>>>>>
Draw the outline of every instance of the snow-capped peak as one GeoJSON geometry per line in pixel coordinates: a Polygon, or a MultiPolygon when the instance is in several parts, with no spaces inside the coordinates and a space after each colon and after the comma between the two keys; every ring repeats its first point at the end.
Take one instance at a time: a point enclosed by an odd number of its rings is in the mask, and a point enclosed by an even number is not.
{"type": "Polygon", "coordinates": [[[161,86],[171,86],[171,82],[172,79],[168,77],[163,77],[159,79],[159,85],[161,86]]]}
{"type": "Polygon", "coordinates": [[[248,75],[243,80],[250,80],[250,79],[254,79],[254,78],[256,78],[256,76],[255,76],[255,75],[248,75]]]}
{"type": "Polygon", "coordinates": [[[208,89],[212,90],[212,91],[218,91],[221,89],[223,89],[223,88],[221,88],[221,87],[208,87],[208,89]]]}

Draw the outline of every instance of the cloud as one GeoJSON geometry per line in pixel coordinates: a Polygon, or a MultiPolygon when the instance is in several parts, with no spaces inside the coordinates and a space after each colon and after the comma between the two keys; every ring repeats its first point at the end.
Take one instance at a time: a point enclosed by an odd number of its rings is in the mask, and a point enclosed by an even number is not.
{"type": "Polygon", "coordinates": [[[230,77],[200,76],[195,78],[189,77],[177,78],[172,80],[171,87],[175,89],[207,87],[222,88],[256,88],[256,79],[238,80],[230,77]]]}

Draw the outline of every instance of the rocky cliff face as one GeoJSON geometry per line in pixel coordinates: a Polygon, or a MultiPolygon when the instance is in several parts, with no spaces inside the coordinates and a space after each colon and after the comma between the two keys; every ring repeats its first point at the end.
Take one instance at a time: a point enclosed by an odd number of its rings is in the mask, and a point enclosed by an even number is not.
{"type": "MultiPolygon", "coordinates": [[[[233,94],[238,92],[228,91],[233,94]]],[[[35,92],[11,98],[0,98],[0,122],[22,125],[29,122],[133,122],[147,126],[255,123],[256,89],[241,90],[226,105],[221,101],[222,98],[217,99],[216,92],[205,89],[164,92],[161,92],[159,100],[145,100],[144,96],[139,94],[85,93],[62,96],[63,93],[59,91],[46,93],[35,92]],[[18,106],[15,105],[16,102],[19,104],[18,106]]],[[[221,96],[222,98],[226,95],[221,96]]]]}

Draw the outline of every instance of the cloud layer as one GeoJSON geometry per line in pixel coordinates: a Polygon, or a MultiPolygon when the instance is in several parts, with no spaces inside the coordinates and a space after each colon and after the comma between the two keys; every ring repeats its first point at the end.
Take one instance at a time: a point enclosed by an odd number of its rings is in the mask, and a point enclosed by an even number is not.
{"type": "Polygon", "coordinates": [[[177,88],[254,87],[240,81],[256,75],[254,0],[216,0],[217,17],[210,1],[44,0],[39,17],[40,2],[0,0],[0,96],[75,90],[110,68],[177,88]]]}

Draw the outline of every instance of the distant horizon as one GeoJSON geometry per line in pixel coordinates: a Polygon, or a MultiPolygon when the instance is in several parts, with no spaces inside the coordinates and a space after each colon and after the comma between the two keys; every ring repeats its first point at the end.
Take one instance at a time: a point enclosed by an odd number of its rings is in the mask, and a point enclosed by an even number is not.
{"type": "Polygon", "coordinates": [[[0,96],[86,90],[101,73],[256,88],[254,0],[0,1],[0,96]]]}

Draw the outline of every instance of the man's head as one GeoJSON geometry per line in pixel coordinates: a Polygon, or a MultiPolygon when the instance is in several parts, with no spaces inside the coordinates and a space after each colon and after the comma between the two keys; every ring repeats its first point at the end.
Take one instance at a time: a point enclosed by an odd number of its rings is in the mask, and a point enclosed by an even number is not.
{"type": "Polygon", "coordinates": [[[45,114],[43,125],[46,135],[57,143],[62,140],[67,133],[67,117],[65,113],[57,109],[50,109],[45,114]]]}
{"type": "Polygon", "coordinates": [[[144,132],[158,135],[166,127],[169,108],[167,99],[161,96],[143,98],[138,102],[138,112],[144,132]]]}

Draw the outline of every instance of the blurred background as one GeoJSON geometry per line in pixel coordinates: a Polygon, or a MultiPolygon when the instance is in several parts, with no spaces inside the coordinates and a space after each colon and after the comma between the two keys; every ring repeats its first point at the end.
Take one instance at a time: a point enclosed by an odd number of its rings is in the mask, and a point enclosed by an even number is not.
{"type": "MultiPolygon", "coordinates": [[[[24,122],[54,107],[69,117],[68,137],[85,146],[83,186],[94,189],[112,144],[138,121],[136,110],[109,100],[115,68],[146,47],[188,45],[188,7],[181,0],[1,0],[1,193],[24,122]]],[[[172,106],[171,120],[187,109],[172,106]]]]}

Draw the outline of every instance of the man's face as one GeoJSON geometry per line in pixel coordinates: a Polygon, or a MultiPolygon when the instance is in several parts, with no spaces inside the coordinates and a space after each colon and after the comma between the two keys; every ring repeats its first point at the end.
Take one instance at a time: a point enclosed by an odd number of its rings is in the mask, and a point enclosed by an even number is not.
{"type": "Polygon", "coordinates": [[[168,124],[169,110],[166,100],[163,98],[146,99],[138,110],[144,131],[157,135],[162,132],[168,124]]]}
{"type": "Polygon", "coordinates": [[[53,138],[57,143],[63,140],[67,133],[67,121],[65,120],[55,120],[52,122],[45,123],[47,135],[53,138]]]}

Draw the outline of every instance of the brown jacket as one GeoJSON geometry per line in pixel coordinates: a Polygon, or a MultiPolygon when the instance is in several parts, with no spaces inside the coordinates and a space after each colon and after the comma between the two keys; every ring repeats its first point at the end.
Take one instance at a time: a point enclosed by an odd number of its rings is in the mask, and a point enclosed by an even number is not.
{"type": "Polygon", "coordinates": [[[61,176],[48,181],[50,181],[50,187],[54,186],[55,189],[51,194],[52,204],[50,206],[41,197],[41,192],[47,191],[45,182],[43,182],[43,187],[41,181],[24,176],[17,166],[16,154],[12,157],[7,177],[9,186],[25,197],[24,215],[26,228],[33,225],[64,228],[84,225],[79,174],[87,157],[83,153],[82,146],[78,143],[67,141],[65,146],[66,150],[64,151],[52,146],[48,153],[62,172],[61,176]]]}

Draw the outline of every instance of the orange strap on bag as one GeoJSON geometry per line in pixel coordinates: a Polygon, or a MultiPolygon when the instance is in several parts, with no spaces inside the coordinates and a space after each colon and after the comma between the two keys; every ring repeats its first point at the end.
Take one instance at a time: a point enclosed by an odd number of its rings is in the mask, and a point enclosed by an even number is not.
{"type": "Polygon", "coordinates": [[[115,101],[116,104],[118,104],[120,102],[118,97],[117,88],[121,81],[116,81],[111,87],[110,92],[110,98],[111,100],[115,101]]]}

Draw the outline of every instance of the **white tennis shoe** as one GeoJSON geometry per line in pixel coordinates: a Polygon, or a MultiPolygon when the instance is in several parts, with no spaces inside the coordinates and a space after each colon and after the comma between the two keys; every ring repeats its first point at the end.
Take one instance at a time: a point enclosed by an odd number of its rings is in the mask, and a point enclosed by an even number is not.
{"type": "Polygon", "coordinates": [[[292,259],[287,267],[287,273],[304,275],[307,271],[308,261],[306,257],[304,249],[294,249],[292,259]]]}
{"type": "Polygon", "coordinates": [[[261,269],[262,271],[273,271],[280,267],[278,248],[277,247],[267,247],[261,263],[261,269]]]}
<<<<<
PROBLEM TO SOLVE |
Word for word, quote all of the data above.

FINISHED TASK |
Draw the outline of every instance of the snow-capped peak as one GeoJSON geometry per line in pixel coordinates: a Polygon, or a MultiPolygon when the instance is in several parts, with no spaces inside the coordinates and a space after each colon and after the comma between the two keys; every ring repeats its first point at the end.
Take one instance at a time: a point enclosed by an odd number of its rings is in the mask, and a point enclosed by an even number is not.
{"type": "Polygon", "coordinates": [[[161,86],[171,86],[171,82],[172,79],[168,77],[163,77],[159,79],[159,85],[161,86]]]}
{"type": "Polygon", "coordinates": [[[248,75],[243,80],[250,80],[250,79],[254,79],[254,78],[256,78],[256,76],[255,76],[255,75],[248,75]]]}
{"type": "Polygon", "coordinates": [[[208,89],[212,90],[212,91],[218,91],[221,89],[223,89],[223,88],[221,88],[221,87],[208,87],[208,89]]]}

Draw the outline of every instance of the cloud as one GeoJSON geometry per line in pixel coordinates: a Polygon, or a MultiPolygon when the instance is in several parts, with no spaces inside the coordinates and a space after each colon and after the comma between the two keys; every ring repeats its first point at the end.
Take one instance at a time: a point enclosed by an odd number of its rings is in the mask, and a point enclosed by an even number is not.
{"type": "Polygon", "coordinates": [[[230,77],[200,76],[195,78],[189,77],[177,78],[172,80],[171,87],[175,89],[207,87],[222,88],[256,88],[256,79],[238,80],[230,77]]]}

Draw the outline of every instance of the rocky cliff face as one GeoJSON geometry per line in pixel coordinates: a Polygon, or a MultiPolygon when the instance is in several parts, with no spaces inside the coordinates and a space after each colon and after the comma between the two keys; every ring repeats its first point at the end.
Take one instance at a time: a point enclosed by an odd number of its rings is in the mask, and a point enclosed by an even number is not.
{"type": "MultiPolygon", "coordinates": [[[[233,94],[238,92],[228,91],[233,94]]],[[[35,92],[11,98],[0,98],[0,122],[22,125],[29,122],[133,122],[147,126],[255,123],[256,89],[241,90],[226,105],[221,101],[222,98],[217,99],[216,92],[205,89],[164,92],[161,92],[159,100],[145,100],[144,96],[139,94],[85,93],[62,96],[63,93],[59,91],[46,93],[35,92]],[[18,106],[15,105],[16,102],[19,104],[18,106]]],[[[221,96],[222,98],[226,95],[221,96]]]]}

Draw the outline of every instance of the cloud layer as one GeoJSON geometry per line in pixel coordinates: a Polygon, or a MultiPolygon when the instance is in several parts, with no spaces inside the coordinates and a space after each colon and after the comma between the two keys; every ring repeats its first point at the end.
Take one instance at a time: a point enclosed by an odd number of its rings is in the mask, and a point enclosed by an even number is not.
{"type": "Polygon", "coordinates": [[[177,88],[254,87],[240,81],[256,75],[254,0],[216,0],[217,17],[210,1],[44,0],[39,17],[40,2],[0,0],[0,96],[75,90],[110,68],[177,88]]]}

Draw the outline of every instance of the distant horizon as one GeoJSON geometry per line in pixel coordinates: a Polygon, or a MultiPolygon when the instance is in several parts, with no spaces inside the coordinates and a space after each colon and after the comma between the two keys; every ring repeats its first point at the end.
Take one instance at a time: a point enclosed by an odd number of its rings is in the mask, and a point enclosed by an even number is not.
{"type": "Polygon", "coordinates": [[[0,96],[86,90],[101,73],[256,88],[254,0],[0,1],[0,96]]]}

Draw the outline of every instance of the man's head as one GeoJSON geometry per line in pixel coordinates: a Polygon, or a MultiPolygon when the instance is in several parts, with no spaces inside the coordinates and a space after each colon and after the comma between the two keys; every ring repeats its first point at the end.
Take one instance at a time: a point enclosed by an odd number of its rings is in the mask, and a point enclosed by an even number is not.
{"type": "Polygon", "coordinates": [[[45,114],[43,125],[46,135],[57,143],[62,140],[67,133],[67,117],[65,113],[57,109],[50,109],[45,114]]]}
{"type": "Polygon", "coordinates": [[[144,132],[158,135],[166,127],[169,108],[167,99],[161,96],[143,98],[138,102],[138,112],[144,132]]]}

Draw the outline of every instance of the blurred background as one GeoJSON geometry per line in pixel coordinates: a Polygon, or a MultiPolygon when the instance is in several parts, with no spaces inside the coordinates and a space after each colon and after the comma between the two keys; every ring repeats its first point at the end.
Take one instance at a time: a point enclosed by an odd number of its rings is in the mask, and a point enclosed by an even number is not.
{"type": "MultiPolygon", "coordinates": [[[[24,122],[54,107],[69,117],[68,137],[85,146],[83,186],[94,189],[112,144],[138,121],[136,110],[109,100],[115,68],[146,47],[188,45],[188,7],[181,0],[1,0],[1,193],[24,122]]],[[[172,106],[171,120],[187,109],[172,106]]]]}

Draw the outline of every instance of the man's face as one GeoJSON geometry per line in pixel coordinates: a Polygon, or a MultiPolygon when the instance is in several parts, with no spaces inside the coordinates and a space after each colon and after the comma between the two keys; every ring repeats its first point at the end.
Take one instance at a time: a point enclosed by an odd number of its rings is in the mask, and a point enclosed by an even number is not.
{"type": "Polygon", "coordinates": [[[168,124],[169,110],[166,100],[163,98],[146,99],[138,110],[144,131],[157,135],[162,132],[168,124]]]}
{"type": "Polygon", "coordinates": [[[53,138],[57,143],[63,140],[67,133],[67,121],[65,120],[55,120],[52,122],[45,123],[47,135],[53,138]]]}

Draw the outline of every instance of the brown jacket as one GeoJSON geometry per line in pixel coordinates: a Polygon, or a MultiPolygon when the instance is in several parts, with no spaces inside the coordinates and a space after each colon and after the comma between the two keys; every ring repeats its first point at the end.
Take one instance at a time: a point enclosed by an odd number of its rings is in the mask, and a point enclosed by an even number is not.
{"type": "Polygon", "coordinates": [[[61,176],[48,181],[50,181],[50,187],[54,186],[55,189],[51,194],[52,204],[50,206],[41,197],[41,192],[47,191],[45,182],[43,182],[43,187],[41,181],[24,176],[17,166],[16,154],[12,157],[7,177],[9,186],[25,197],[24,215],[26,228],[33,225],[64,228],[84,225],[79,174],[87,157],[83,153],[82,146],[78,143],[67,141],[65,146],[66,150],[64,151],[52,146],[48,153],[62,172],[61,176]]]}

Draw the outline of every instance of the orange strap on bag as one GeoJSON geometry per line in pixel coordinates: a Polygon, or a MultiPolygon when the instance is in several parts, with no spaces inside the coordinates and a space after each colon and after the comma between the two keys; every ring repeats its first point at the end.
Take one instance at a time: a point enclosed by an odd number of its rings is in the mask, and a point enclosed by an even number is not.
{"type": "Polygon", "coordinates": [[[115,101],[116,104],[118,104],[120,102],[118,97],[117,88],[121,81],[116,81],[111,87],[110,92],[110,98],[111,100],[115,101]]]}

Draw the outline of every instance of the **white tennis shoe** as one GeoJSON geometry per line in pixel coordinates: a Polygon, or a MultiPolygon when the instance is in several parts, with no spaces inside the coordinates and a space after each colon and after the comma between the two keys; every ring repeats its first point at the end.
Take one instance at a time: a point enclosed by an odd number of its rings is in the mask, and a point enclosed by an even number is not.
{"type": "Polygon", "coordinates": [[[292,259],[287,267],[287,273],[304,275],[307,271],[308,261],[306,257],[304,249],[294,249],[292,259]]]}
{"type": "Polygon", "coordinates": [[[261,269],[262,271],[273,271],[280,267],[278,248],[277,247],[267,247],[261,263],[261,269]]]}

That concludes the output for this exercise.